:: Extrait de page

Entretien avec Laurence Vilaine à propos de son ouvrage La Grande Villa :



01/08/2016

La Grande Villa est l’histoire d’un deuil, celui de l’héroïne qui, on le comprend peu à peu, a perdu son père. Pourquoi avoir choisi d’évoquer ce thème dans un roman ? Son écriture s’est elle imposée à vous ?


Je n’ai pas le sentiment que ce texte est l’histoire d’un deuil, qui raconterait et décrirait la douleur. C’est un texte qui veut toucher au plus près ce qui surgit après la mort, avec la mort, cette conscience, subite, de l’absence de l’autre qui sera pour toujours. C’est le moment de cette prise de conscience que j’ai essayé de saisir. Comme quelque chose de fulgurant, comme un passage obligé aussi. Oui, ce passage obligé, qui fait aller chercher et émerger les mots, qui les libèrent et libère. Ça passe par le corps, par l’acte d’écrire lui-même. Ce texte parle aussi de cet acte d’écrire.

::::

-- À faire --
Recopiez tout ce qui va de "Je n’ai pas" jusqu'à "cet acte d’écrire." dans l'entretien, en remplaçant "douleur" par "souffrance".

:: Données recueillies

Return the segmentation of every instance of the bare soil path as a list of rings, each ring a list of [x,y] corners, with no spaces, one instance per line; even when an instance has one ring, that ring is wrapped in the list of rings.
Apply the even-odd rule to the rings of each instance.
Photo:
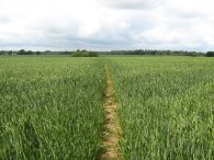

::::

-- Résultat final --
Je n’ai pas le sentiment que ce texte est l’histoire d’un deuil, qui raconterait et décrirait la souffrance. C’est un texte qui veut toucher au plus près ce qui surgit après la mort, avec la mort, cette conscience, subite, de l’absence de l’autre qui sera pour toujours. C’est le moment de cette prise de conscience que j’ai essayé de saisir. Comme quelque chose de fulgurant, comme un passage obligé aussi. Oui, ce passage obligé, qui fait aller chercher et émerger les mots, qui les libèrent et libère. Ça passe par le corps, par l’acte d’écrire lui-même. Ce texte parle aussi de cet acte d’écrire.